- What to do -
Count the lines in the records below that contain the word "dried", matching case exactly. Reply with the number alone.

- Data provided -

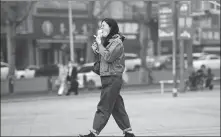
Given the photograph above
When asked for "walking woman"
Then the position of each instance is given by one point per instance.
(109, 47)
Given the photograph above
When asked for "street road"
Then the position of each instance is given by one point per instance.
(192, 113)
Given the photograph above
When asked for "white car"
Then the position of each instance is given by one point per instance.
(132, 61)
(5, 71)
(29, 72)
(93, 80)
(210, 61)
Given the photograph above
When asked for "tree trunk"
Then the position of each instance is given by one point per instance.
(145, 74)
(89, 52)
(10, 30)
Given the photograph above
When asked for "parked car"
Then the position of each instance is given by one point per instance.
(132, 62)
(155, 63)
(28, 72)
(211, 60)
(5, 71)
(47, 70)
(93, 80)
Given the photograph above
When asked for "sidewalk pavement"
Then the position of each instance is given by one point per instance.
(194, 114)
(151, 89)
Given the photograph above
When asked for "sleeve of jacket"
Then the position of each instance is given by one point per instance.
(113, 52)
(96, 49)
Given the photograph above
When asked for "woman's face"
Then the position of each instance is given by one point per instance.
(105, 29)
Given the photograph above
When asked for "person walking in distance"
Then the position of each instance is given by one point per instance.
(109, 47)
(72, 78)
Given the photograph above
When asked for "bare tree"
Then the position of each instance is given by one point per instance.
(13, 13)
(92, 16)
(144, 18)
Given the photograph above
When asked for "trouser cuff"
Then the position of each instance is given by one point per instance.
(127, 129)
(95, 132)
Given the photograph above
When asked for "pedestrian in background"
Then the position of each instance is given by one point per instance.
(72, 79)
(62, 78)
(109, 47)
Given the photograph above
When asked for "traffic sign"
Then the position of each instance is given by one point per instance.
(165, 31)
(184, 21)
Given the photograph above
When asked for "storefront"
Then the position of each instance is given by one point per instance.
(52, 39)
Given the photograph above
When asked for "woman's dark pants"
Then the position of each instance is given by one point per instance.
(111, 102)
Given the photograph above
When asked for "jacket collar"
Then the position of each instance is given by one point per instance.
(116, 36)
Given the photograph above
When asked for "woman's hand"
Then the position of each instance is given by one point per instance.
(98, 40)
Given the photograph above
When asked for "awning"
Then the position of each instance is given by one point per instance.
(217, 49)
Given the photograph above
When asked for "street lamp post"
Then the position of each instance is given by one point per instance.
(71, 31)
(175, 36)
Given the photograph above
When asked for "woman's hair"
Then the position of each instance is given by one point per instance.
(114, 29)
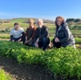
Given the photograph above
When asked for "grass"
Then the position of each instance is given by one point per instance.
(63, 63)
(4, 76)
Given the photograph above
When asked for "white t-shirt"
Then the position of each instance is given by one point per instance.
(16, 33)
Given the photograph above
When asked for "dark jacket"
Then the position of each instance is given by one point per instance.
(41, 33)
(65, 36)
(30, 32)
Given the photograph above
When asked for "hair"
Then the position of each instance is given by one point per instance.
(16, 24)
(60, 17)
(40, 20)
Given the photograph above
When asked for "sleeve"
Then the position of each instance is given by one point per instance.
(45, 34)
(27, 32)
(11, 32)
(67, 34)
(34, 33)
(22, 30)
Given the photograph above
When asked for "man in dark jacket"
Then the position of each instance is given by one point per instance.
(63, 35)
(41, 36)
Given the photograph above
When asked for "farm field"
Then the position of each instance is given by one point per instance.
(26, 63)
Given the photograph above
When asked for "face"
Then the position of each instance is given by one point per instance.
(16, 27)
(59, 21)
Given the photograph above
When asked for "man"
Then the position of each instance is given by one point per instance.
(30, 33)
(17, 34)
(41, 36)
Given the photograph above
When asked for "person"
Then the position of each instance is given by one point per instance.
(42, 37)
(17, 34)
(63, 35)
(30, 33)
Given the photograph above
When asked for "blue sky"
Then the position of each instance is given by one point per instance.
(46, 9)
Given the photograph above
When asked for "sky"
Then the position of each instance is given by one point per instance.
(45, 9)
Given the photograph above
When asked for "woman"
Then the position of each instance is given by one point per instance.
(42, 36)
(63, 35)
(17, 33)
(30, 33)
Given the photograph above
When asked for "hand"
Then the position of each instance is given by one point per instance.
(19, 40)
(57, 40)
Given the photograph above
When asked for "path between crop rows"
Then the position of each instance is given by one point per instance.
(24, 72)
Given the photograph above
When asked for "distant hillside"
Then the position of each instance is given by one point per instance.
(22, 20)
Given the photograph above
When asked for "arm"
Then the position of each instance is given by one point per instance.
(67, 34)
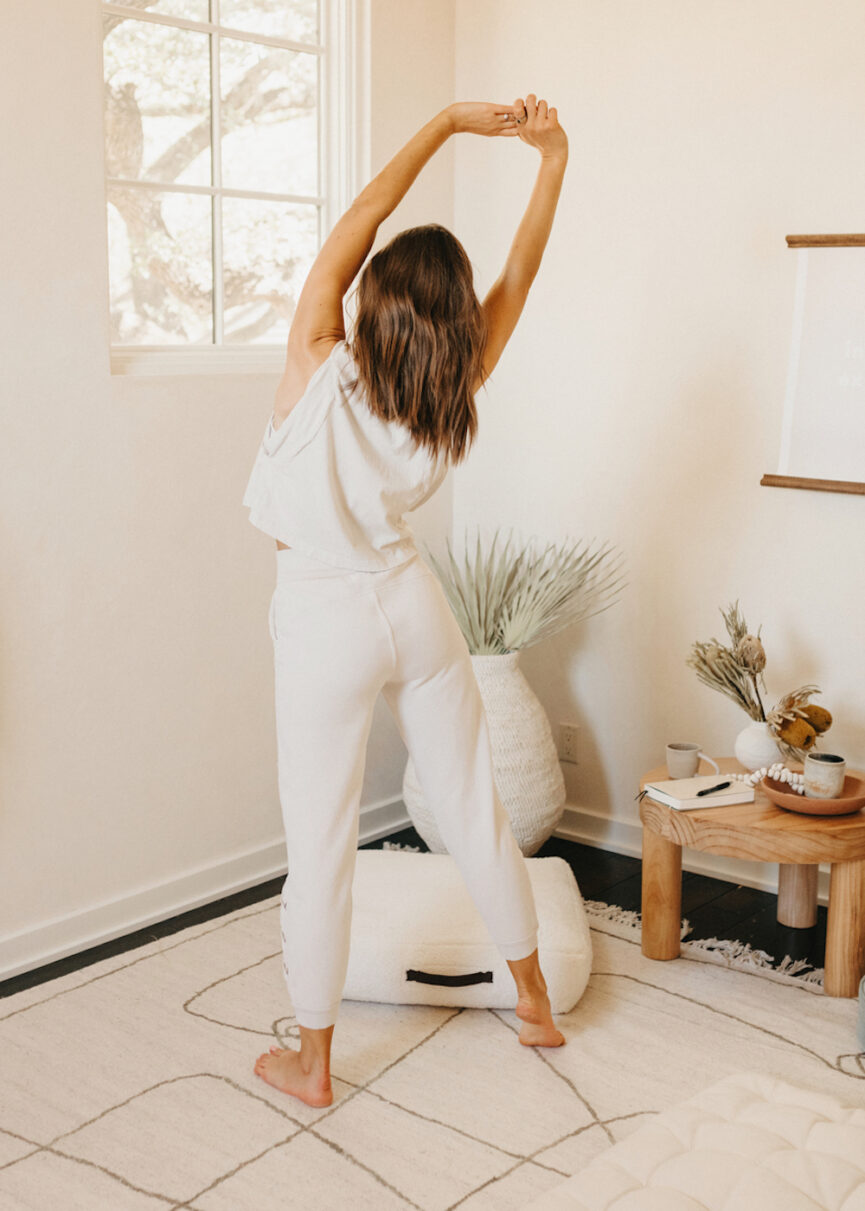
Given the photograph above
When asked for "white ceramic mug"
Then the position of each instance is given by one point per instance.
(683, 759)
(824, 775)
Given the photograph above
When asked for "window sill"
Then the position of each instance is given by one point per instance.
(250, 360)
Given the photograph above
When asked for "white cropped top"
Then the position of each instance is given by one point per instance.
(334, 478)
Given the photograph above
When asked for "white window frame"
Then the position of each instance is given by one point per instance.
(344, 166)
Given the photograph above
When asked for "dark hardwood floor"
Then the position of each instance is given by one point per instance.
(714, 908)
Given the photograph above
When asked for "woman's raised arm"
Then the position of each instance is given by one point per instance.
(318, 321)
(504, 303)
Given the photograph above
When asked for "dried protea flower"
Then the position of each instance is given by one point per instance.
(818, 717)
(797, 733)
(751, 654)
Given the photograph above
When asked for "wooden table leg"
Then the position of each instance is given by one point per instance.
(797, 895)
(662, 896)
(846, 929)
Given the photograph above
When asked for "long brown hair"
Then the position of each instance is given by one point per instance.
(419, 337)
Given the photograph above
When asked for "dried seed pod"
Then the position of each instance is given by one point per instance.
(797, 733)
(818, 717)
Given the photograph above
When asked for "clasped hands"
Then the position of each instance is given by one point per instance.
(532, 120)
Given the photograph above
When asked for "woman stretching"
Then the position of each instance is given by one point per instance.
(361, 434)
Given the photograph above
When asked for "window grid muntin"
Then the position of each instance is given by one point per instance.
(324, 89)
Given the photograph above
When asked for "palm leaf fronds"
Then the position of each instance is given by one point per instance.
(508, 600)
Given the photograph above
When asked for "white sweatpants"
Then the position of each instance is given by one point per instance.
(341, 637)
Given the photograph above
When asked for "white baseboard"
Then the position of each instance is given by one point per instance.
(79, 931)
(625, 837)
(56, 939)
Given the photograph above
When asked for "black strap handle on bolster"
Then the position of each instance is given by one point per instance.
(450, 981)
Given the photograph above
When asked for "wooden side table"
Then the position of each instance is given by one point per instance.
(765, 833)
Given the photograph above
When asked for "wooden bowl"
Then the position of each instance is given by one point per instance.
(849, 801)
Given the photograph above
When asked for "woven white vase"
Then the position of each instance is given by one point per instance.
(755, 746)
(526, 764)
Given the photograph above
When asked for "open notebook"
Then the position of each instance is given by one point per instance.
(681, 792)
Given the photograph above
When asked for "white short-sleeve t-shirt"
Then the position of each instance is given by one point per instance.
(334, 480)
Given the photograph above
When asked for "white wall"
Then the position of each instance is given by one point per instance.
(137, 749)
(640, 399)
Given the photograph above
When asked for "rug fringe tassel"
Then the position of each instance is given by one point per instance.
(728, 952)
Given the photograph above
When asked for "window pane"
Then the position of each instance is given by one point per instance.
(269, 119)
(294, 19)
(160, 267)
(268, 251)
(193, 10)
(158, 84)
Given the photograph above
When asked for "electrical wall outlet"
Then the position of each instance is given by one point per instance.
(567, 741)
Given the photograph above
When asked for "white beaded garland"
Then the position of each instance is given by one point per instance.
(777, 773)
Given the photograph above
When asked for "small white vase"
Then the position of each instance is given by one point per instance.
(528, 776)
(755, 746)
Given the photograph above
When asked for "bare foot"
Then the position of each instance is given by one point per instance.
(281, 1068)
(537, 1029)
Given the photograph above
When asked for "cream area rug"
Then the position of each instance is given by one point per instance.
(129, 1085)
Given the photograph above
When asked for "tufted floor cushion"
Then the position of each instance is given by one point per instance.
(748, 1143)
(417, 936)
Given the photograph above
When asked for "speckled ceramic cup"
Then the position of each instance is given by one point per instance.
(824, 775)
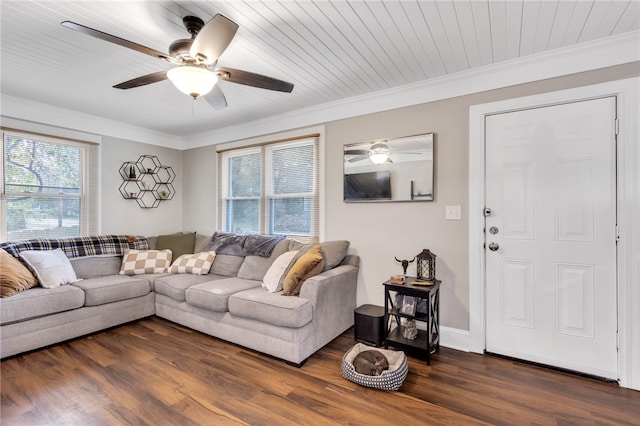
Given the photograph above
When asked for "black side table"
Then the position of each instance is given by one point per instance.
(427, 340)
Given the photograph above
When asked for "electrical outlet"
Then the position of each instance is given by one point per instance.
(453, 213)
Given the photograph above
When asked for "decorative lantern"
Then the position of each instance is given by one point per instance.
(426, 266)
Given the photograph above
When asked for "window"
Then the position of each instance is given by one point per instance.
(50, 187)
(271, 189)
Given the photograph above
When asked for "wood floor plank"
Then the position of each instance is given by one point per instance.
(154, 372)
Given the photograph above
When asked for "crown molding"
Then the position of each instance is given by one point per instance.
(601, 53)
(35, 114)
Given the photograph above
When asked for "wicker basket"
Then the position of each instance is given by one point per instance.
(390, 379)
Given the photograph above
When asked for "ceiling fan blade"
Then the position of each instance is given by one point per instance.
(143, 80)
(213, 39)
(119, 41)
(252, 79)
(216, 98)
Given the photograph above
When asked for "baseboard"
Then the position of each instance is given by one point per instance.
(454, 338)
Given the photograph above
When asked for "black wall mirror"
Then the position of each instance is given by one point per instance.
(398, 169)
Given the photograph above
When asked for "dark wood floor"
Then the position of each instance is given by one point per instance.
(154, 372)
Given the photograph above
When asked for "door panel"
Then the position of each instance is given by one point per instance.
(551, 281)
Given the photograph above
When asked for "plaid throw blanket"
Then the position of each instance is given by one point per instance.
(79, 246)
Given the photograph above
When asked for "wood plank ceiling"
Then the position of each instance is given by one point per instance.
(330, 50)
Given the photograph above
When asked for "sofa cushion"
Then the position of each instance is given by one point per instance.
(226, 264)
(175, 285)
(260, 305)
(112, 288)
(14, 276)
(96, 266)
(333, 253)
(38, 302)
(135, 262)
(197, 263)
(255, 267)
(214, 295)
(308, 265)
(274, 277)
(179, 244)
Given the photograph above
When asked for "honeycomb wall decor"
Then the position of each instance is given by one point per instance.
(147, 181)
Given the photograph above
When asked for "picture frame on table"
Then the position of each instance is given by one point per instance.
(408, 306)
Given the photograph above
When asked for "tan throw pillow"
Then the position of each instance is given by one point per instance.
(197, 264)
(179, 244)
(14, 276)
(135, 262)
(308, 265)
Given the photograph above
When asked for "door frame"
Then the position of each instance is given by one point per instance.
(628, 212)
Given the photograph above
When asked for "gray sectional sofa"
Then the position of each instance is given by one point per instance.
(229, 302)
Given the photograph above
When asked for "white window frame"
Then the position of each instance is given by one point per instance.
(266, 150)
(88, 185)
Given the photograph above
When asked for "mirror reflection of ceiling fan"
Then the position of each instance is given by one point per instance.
(378, 153)
(195, 73)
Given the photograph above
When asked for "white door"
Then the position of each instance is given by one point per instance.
(551, 237)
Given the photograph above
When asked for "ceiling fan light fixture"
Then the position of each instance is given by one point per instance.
(192, 81)
(379, 153)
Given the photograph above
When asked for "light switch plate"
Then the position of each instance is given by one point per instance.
(453, 213)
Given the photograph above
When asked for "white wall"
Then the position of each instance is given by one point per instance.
(120, 216)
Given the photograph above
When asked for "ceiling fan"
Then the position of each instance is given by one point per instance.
(378, 153)
(195, 73)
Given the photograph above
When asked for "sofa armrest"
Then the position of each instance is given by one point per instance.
(333, 296)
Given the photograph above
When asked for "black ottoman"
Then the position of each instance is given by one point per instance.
(369, 324)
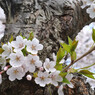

- Worked solution -
2